Année Gains non ajustés ouvrant droit à pension
2009 11 782 $
2011 29 940 $
2012 14 855 $
2013 13 377 $

[16] Le seul fondement sur lequel la division générale s’est fondée pour conclure que l’invalidité de l’appelant est devenue grave était le fait que l’appelant avait cessé de travailler en mai 2013. Autrement dit, la division générale a conclu que, étant donné le fait que l’appelant avait travaillé jusqu’au début de 2013, il avait dû nécessairement être régulièrement capable de détenir une occupation véritablement rémunératrice. Selon la décision de la division générale, la question de savoir si le membre a fait un lien entre le niveau des gains pour l’année 2013 et la portée de la capacité de l’appelant n’est pas claire.

[17] Cependant, cet emploi a été de courte dure, même si la raison pour laquelle l’appelant a cessé de travailler en mai 2013 n’est pas entièrement évidente selon la preuve documentaire. Aucune preuve présentée à la division générale ne décrivait la nature de l’emploi de l’appelant, les tâches et les responsabilités, la question de savoir s’il avait été capable de les assumer, ou autre. La seule preuve de l’appelant était qu’il était [traduction] « [incapable] de conserver un emploi stable » (GD5-5). Il n’y avait simplement aucun fondement probatoire concret sur lequel le membre de la division générale pourrait se fonder pour conclure que l’appelant était régulièrement capable de détenir une occupation véritablement rémunératrice en 2013, que l’emploi d’avril à mai 2013 constituait une occupation véritablement rémunératrice ou que l’emploi d’avril à mai 2013 ne représentait une tentative infructueuse de retour au travail.

[18] Dans le même ordre d’idées, il y avait peu ou pas de preuve concernant tout autre emploi que l’appelant aurait pu détenir entre le 1er janvier 2013 et le 2 avril 2013. Il se pourrait bien que l’appelant n’ait pas eu de gains d’emploi durant cette période, même si cela est improbable étant donné le niveau de gains pour l’année 2013. Sur le plan hypothétique, l’appelant aurait pu occuper plusieurs postes au cours du début de l’année 2013, mais être incapable de les conserver en raison de son état de santé. Le cas échéant, il pourrait avoir satisfait aux exigences établies dans l’arrêt Inclima c. Canada (Procureur général), 2003 CAF 117.

DONNÉES DE L'EXERCICE:

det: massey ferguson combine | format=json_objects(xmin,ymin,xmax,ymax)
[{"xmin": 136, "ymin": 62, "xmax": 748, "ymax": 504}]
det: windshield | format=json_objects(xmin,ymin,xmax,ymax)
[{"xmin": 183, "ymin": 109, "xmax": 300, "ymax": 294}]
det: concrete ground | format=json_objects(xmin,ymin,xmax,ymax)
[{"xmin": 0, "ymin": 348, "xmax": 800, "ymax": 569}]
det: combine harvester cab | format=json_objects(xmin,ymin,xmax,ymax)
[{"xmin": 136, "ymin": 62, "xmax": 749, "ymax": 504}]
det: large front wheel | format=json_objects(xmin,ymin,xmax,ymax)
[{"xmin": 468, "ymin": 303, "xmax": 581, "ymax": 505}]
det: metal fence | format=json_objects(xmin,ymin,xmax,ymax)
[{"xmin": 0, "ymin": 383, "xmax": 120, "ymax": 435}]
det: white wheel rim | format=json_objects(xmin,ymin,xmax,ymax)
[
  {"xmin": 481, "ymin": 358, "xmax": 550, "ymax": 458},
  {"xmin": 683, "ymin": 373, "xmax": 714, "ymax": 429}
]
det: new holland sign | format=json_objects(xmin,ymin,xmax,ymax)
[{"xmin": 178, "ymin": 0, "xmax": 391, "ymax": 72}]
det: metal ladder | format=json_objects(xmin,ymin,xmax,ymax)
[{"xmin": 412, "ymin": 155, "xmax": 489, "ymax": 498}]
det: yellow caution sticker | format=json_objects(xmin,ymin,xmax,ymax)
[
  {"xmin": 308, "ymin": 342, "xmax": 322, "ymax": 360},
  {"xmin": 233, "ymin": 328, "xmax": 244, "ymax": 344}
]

CONSIGNE: Poursuivez l'extrait sur l'invalidité de l'appelant au-delà de sa dernière phrase. Les items proviennent d'une autre source.

RÉPONSE:
[19] Dans les observations écrites, l’intimé soutient que la division générale a bel et bien analysé la question de savoir si les gains de l’appelant après 2008 démontraient qu’il détenait une occupation véritablement rémunératrice (AD2-6). L’intimé a cerné deux phrases où cette analyse aurait été effectuée. Les deux phrases sont les suivantes :

[traduction]
La situation a causé des problèmes émotifs et a éventuellement mené à de multiples dépendances. On doute qu’il soit employable dans une situation rémunératrice étant donné ses antécédents.

[20] À mon avis, ces deux phrases n’abordent pas la question de savoir si les gains de l’appelant après 2008 démontrent qu’il a détenu une occupation véritablement rémunératrice. Néanmoins, l’intimé convient que le registre des gains après 2008 établit que l’appelant était régulièrement capable de détenir une occupation véritablement rémunératrice. Dans les observations écrites, l’intimé fait valoir que la preuve présentée à la division générale démontre clairement que l’appelant a touché des gains véritablement rémunérateurs pour les années 2011 et 2012. Dans l’audience dont je suis saisie, l’intimé a fait valoir que les gains pour l’année 2013 démontrent clairement que l’appelant a touché des gains véritablement rémunérateurs.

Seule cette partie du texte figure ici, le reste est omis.